• Provided records:

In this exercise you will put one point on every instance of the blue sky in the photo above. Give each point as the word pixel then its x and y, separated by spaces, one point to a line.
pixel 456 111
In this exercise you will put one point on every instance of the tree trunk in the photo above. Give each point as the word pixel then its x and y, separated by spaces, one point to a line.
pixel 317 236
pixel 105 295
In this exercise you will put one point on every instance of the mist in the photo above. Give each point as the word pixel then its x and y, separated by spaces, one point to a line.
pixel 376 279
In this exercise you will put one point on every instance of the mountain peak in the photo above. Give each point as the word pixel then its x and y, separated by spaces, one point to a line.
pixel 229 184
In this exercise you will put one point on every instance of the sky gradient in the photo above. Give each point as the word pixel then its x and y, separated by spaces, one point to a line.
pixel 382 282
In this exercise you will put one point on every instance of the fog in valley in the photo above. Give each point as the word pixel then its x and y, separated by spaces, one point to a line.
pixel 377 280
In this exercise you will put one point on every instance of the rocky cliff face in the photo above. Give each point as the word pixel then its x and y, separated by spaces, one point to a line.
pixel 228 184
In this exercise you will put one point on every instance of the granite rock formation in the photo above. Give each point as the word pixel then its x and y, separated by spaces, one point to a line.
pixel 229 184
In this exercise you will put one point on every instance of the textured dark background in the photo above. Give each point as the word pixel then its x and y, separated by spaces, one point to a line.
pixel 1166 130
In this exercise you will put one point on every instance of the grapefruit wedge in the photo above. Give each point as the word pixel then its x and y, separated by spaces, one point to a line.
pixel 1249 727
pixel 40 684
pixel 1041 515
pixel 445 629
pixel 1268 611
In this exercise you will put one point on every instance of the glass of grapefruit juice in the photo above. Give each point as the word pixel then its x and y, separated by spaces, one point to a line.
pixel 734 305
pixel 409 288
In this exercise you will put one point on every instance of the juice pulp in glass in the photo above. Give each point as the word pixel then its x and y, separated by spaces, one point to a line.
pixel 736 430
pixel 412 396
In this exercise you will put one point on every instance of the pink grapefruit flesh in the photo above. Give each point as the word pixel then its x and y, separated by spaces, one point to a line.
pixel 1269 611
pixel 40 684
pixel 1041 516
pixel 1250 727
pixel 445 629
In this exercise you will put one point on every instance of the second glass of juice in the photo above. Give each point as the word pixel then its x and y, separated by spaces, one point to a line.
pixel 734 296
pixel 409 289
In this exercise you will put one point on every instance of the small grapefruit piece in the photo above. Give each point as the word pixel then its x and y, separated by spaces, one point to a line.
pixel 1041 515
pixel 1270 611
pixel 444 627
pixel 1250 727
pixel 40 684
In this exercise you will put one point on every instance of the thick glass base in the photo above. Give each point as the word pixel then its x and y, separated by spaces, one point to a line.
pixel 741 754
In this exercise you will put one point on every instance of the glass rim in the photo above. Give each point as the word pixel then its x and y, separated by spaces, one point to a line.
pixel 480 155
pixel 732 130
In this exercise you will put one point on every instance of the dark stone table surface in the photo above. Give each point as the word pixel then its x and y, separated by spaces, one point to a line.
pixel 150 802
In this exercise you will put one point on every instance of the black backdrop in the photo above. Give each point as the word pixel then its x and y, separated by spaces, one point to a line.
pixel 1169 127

• Work to be completed:
Quote only the lines from the line containing "of the second" through the end of the entries, keeping the first and the last.

• Completed task:
In this exercise you will put one point on every instance of the second glass of juice in the photo above. Give each point as the word pixel then its x and y, separated by spaces, one point to a line.
pixel 734 296
pixel 409 289
In this exercise you will put one point on every instance of the small grapefruit piece in the photo above. Give each point as the word pixel then its x and y, separated by spaces, one point to a line.
pixel 1041 515
pixel 1270 611
pixel 444 627
pixel 1250 727
pixel 40 684
In this exercise you will put one point on every instance of the thick glass base in the photo above. Give each point as the word pixel then its x and y, separated by spaces, one point to a line.
pixel 741 754
In this exercise you will put one point on every instance of the glass rim in the photo above. Give each point as the word pixel then its x and y, separated by spaces, one point to a line.
pixel 480 155
pixel 732 130
In this exercise you will put one point on every instance of the dark stone table surface in the photo above. Give each point as the word pixel then its x and y, separated by spaces, one point to a line.
pixel 150 802
In this exercise you will put one point on every instance of the black backdrop in the photo above. Give each point as the word pixel then its x and y, separated by spaces, one point to a line.
pixel 1169 127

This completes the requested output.